• Task instructions:
Reproduce each line exactly. Skip none.

• Supplied material:
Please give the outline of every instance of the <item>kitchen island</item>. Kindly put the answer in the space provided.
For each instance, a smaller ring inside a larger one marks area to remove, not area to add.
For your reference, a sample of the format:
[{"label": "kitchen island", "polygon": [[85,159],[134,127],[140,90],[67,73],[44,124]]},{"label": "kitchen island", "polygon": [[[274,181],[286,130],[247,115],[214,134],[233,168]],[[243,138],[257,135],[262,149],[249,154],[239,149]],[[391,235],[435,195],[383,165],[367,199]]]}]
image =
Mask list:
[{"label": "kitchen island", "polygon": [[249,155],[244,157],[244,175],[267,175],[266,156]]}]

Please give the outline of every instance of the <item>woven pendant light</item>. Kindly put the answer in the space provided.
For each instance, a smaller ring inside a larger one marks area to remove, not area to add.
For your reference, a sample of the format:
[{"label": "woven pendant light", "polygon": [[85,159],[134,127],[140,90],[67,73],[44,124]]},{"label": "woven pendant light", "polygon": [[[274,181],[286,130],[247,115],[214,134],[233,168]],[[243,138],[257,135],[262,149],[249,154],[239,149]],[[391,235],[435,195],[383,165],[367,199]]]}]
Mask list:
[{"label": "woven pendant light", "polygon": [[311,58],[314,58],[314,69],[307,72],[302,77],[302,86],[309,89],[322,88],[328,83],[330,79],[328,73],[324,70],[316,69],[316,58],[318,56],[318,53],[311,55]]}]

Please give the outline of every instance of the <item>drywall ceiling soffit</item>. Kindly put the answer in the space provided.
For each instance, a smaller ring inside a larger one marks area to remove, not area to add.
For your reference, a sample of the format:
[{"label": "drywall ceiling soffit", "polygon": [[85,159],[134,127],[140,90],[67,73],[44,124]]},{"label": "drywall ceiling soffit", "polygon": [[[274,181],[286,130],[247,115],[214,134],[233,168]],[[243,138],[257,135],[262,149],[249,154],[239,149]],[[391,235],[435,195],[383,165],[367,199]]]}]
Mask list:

• The response:
Please give the outline of every instance of the <item>kitchen island</item>. Kindly put the answer in the space provided.
For each instance, a smaller ring inside a larger one marks area to remove, not area to add.
For your reference, a sample of the format:
[{"label": "kitchen island", "polygon": [[85,159],[134,127],[140,90],[67,73],[44,124]]},{"label": "kitchen island", "polygon": [[[274,181],[286,130],[247,115],[214,134],[233,168]],[[243,138],[257,135],[262,149],[249,154],[239,149]],[[391,235],[435,195],[383,165],[367,199]]]}]
image =
Mask list:
[{"label": "kitchen island", "polygon": [[249,155],[244,157],[244,175],[267,175],[266,156]]}]

Please give the outline of every instance of the <item>woven pendant light</item>. Kindly put the answer in the space provided.
For each instance, a smaller ring inside a larger one marks area to remove, not area to add.
For your reference, a sample of the format:
[{"label": "woven pendant light", "polygon": [[85,159],[134,127],[140,90],[67,73],[44,124]]},{"label": "woven pendant light", "polygon": [[[274,181],[286,130],[247,115],[214,134],[233,168]],[[243,138],[257,135],[262,149],[249,154],[239,149]],[[391,235],[435,195],[383,165],[367,199]]]}]
Mask list:
[{"label": "woven pendant light", "polygon": [[311,58],[314,58],[314,69],[307,72],[302,77],[302,86],[309,89],[322,88],[328,83],[330,79],[328,73],[324,70],[316,69],[316,58],[318,56],[318,53],[311,55]]}]

Please give the outline of every instance of the <item>drywall ceiling soffit</item>. Kindly put the answer in the space provided.
For each instance, a smaller ring inside a larger one marks area to remove, not area to add.
For your reference, a sample of the format:
[{"label": "drywall ceiling soffit", "polygon": [[85,159],[134,127],[140,90],[67,73],[44,124]]},{"label": "drywall ceiling soffit", "polygon": [[[274,181],[286,130],[247,115],[214,134],[233,168]],[[243,138],[257,135],[262,149],[249,154],[239,149]],[[391,235],[435,195],[383,165],[367,199]]]}]
Mask list:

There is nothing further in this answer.